_What you will do_
In the entries below, identify every line with the string "Where" and copy it.

Saved entries:

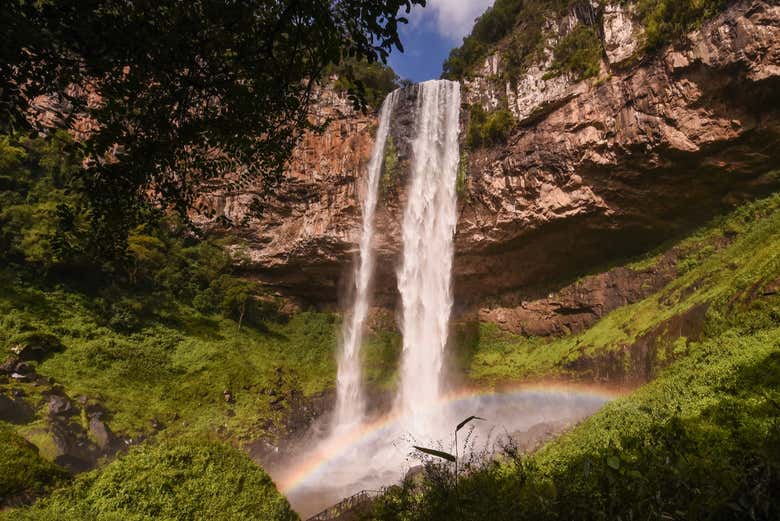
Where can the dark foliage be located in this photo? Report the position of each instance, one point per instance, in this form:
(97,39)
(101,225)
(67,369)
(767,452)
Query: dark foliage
(175,94)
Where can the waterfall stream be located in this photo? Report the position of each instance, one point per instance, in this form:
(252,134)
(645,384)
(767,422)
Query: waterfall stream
(424,279)
(350,403)
(366,453)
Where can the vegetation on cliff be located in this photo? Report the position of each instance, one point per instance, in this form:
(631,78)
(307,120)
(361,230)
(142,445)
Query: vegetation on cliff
(171,341)
(169,481)
(211,93)
(516,29)
(700,441)
(722,268)
(23,472)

_Solved exercise_
Where can the dark foliage be located in this photo? Report the position of each instance, one point per instance, in this form:
Where can the waterfall stream be located in this photo? Report the position of each instance, one point per instance, in this form:
Where can the vegetation on cliff be located in this photo? Report the position of each instance, one point per instance, in this form:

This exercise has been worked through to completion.